■ PROBLEMS AND TASKS:
1) Duplicate the Distributed Universal Memory text verbatim from "Performance Management" up to and including "client/process accessing it.".
2) Pick up the Distributed Universal Memory text where it stops and continue it.

* start SOURCE EXTRACT *

Distributed Universal Memory for Windows

*Disclaimer* This is only an idea I’ve been toying with. It doesn’t represent in any way, shape or form future Microsoft plans in regards to memory/storage management. This page will evolve over time as the idea is being refined and fleshed out.

**Last Updated 2017-03-23**

The general ideal behind Distributed Universal Memory is to have a common memory management API that would achieve the following:
  • Abstract the application from the memory medium required to maintain application state, whether it’s volatile or permanent
  • Allow the application to express memory behavior requirements and not worry about the storage medium to achieve this
  • Support legacy constructs for backward compatibility
  • Enable new capabilities for legacy applications without code change
  • Give modern applications a simple surface to persist data
  • Enables scale out applications to use potentially a single address space
  • Could potentially move towards a more microservice based approach instead of the current monolithic code base
  • Could easily leverage advances in hardware development such as disaggregation of compute and memory, usage of specialized hardware such FPGAs or GPUs to accelerate certain memory handling operations
  • Could be ported/backported to further increase the reach/integration capabilities. This memory management subsystem to could be cleanly decoupled from the underlying operating system.
  • Allow the data to be optimally placed for performance, availability and ultimately cost

Availability Management

  • Process memory can be replicated either systematically or on demand
  • This would allow existing process memory to be migrated from one operating system instance to another transparently.
  • This could offer higher resiliency to process execution in the event of an host failure
  • This could also allow some OS components to be updated while higher level processes keep going. (i.e. redirected memory IO)
Performance Management
  • Required medium to achieve performance could be selected automatically using different mechanisms (MRU/LRU, machine learning, etc.)
  • Memory performance can be expressed explicitly by the application
    • By expressing its need, it would be easier to characterize/model/size the required system to support the application
    • Modern applications could easily specify how each piece of data it interacts with should be performing
  • Could provide multiple copies of the same data element for compute locality purposes. i.e. Distributed read cache
    • This distributed read-cache could be shared between client and server processes if desired. This would enable to have a single cache mechanism independently of the client/process accessing it.

* end SOURCE EXTRACT *
* start LISTING *

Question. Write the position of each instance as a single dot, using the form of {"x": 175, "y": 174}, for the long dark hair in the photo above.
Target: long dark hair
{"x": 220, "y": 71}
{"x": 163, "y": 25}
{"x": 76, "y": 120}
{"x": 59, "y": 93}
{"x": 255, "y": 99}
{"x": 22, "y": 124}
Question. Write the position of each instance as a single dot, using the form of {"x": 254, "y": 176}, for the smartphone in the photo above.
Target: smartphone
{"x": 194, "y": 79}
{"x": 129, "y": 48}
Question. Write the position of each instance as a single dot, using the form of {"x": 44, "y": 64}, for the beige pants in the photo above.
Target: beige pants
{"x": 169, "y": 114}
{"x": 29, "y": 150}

* end LISTING *
* start LISTING *

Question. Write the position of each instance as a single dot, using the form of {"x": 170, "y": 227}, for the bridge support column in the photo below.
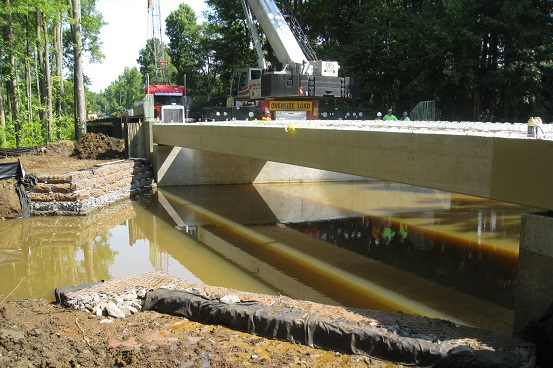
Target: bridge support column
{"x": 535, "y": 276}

* end LISTING *

■ TASK RESPONSES:
1)
Performance Management
  • Required medium to achieve performance could be selected automatically using different mechanisms (MRU/LRU, machine learning, etc.)
  • Memory performance can be expressed explicitly by the application
    • By expressing its need, it would be easier to characterize/model/size the required system to support the application
    • Modern applications could easily specify how each piece of data it interacts with should be performing
  • Could provide multiple copies of the same data element for compute locality purposes. i.e. Distributed read cache
    • This distributed read-cache could be shared between client and server processes if desired. This would enable to have a single cache mechanism independently of the client/process accessing it.

2)
Capacity Management
  • Can adjust capacity management techniques depending on performance and availability requirements
  • For instance, if data is rarely used by the application, several data reduction techniques could be applied such as deduplication, compression and/or erasure coding
  • If data access time doesn’t require redundancy/locality/tolerates time for RDMA, it could be spread evenly across the Distributed Universal Memory Fabric

High Level Cluster View


Here’s an high level diagram of what it might look like:

Let’s go over some of the main components.

Data Access Manager

The Data Access Manager is the primary interface layer to access data. The legacy API would sit on top of this layer in order to properly abstract the underlying subsystems in play.

  • Transport Manager
    • This subsystem is responsible to push/pull the data on the remote host. All inter-node data transfers would occur over RDMA to minimize the overhead of copying data back and forth between nodes.
  • Addressing Manager
    • This would be responsible to give a universal memory address for the data that’s independent of storage medium and cluster nodes.

Data Availability Manager

This component would be responsible to ensure the proper level of data availability and resiliency are enforced as per defined policies in the system. It would be made of the following subsystems:

  • Availability Service Level Manager
    • The Availability Service Level Manager’s responsibility to to ensure the overall availability of data. For instance, it would act as the orchestrator responsible to trigger the replication manager to ensure the data is meeting its availability objective.
  • Replication Manager
    • The Replication Manager is responsible to enforce the right level of data redundancy across local and remote memory/storage devices. For instance, if 3 copies of the data must be maintained for the data of a particular process/service/file/etc. across 3 different failure domains, the Replication Manager is responsible of ensuring this is the case as per the policy defined for the application/data.
  • Data History Manager
    • This subsystem ensure that the appropriate point in time copies of the data are maintained. Those data copies could be maintained in the system itself by using the appropriate storage medium or they could be handed of to a thrid party process if necessary (i.e. standard backup solution). The API would provide a standard way for data recovery operations.

Data Capacity Manager

The Data Capacity Manager is responsible to ensure enough capacity of the appropriate memory/storage type is available for applciations and also for applying the right capacity optimization techniques to optimize the physical storage capacity available. The following methods could be used:

  • Compression
  • Deduplication
  • Erasure Coding

Data Performance Manager

The Data Performance Manager is responsible to ensure that each application can access each piece of data at the appropriate performance level. This is accomplished using the following subsystems:

  • Latency Manager
    • This is responsible to place the data on the right medium to ensure that each data element can be accessed at the right latency level. This can be determined either by pre-defined policy or by heuristic/machine learning to detect data access pattern beyond LRU/MRU methods.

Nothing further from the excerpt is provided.